**Exercise requirements:** From the line with "Pin each instance of the player's outstretched" to the final line of the records, reproduce every line exactly and only those lines.

* start Data shown *

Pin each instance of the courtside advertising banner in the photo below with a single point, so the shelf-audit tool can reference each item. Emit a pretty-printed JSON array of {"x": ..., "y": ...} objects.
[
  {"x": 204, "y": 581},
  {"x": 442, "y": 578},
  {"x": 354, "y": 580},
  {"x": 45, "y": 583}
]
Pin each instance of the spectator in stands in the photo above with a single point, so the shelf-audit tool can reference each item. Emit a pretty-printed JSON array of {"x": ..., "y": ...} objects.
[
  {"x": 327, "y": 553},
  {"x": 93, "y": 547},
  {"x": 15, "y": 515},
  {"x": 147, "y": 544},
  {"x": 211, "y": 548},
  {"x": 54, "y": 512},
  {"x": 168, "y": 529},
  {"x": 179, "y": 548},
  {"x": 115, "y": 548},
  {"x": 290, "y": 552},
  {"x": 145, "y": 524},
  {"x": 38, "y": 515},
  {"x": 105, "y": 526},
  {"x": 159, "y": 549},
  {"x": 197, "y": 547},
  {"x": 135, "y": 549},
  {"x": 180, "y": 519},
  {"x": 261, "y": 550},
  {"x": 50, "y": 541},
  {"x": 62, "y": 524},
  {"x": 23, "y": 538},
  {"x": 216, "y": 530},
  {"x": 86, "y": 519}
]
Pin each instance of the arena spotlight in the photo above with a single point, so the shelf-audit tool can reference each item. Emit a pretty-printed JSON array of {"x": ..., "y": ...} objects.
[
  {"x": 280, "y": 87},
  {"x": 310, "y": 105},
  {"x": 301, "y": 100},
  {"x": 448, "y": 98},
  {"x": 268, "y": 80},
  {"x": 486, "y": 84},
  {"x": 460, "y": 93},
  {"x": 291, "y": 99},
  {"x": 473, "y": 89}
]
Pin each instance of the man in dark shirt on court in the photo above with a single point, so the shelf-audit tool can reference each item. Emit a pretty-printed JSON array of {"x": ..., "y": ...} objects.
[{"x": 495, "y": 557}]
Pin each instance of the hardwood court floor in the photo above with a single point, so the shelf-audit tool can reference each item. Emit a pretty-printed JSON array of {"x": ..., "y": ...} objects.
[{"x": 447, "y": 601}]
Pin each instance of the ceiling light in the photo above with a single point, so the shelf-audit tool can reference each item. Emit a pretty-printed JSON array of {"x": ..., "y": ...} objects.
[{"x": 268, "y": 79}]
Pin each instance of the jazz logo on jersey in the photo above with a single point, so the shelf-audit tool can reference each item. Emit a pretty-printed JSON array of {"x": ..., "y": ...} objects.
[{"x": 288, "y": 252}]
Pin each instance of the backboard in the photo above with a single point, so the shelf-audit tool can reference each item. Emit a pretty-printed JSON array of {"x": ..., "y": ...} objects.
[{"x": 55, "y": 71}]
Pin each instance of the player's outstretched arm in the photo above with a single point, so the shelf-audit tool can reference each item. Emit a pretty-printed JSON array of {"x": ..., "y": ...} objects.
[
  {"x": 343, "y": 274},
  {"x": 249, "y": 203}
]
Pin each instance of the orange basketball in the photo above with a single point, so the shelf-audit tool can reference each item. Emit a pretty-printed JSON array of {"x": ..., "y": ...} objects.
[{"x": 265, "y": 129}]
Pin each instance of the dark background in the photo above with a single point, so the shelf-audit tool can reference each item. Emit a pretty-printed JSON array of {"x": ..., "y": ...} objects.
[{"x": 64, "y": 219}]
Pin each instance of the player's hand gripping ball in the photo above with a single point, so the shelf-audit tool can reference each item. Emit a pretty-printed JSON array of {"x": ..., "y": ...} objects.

* end Data shown *

**The solution:**
Pin each instance of the player's outstretched arm in the photo above with a single point, so the shelf-audit tool can reference each item. Emit a pretty-printed JSON array of {"x": ..., "y": ...} objects.
[
  {"x": 343, "y": 274},
  {"x": 249, "y": 203}
]
Pin each instance of the orange basketball in the photo above with a single point, so the shelf-audit tool can reference each item. Emit a pretty-printed JSON array of {"x": ..., "y": ...} objects.
[{"x": 265, "y": 129}]
Pin each instance of the dark background in the photo above with a single point, so the shelf-audit tool can reference each item. Emit a pretty-printed JSON array of {"x": ..., "y": ...} objects.
[{"x": 64, "y": 219}]
Pin each instance of the player's hand gripping ball in the photo above with a single point, so the shelf-audit tool can reference each item. Emit a pretty-printed JSON array of {"x": ..., "y": ...} objects.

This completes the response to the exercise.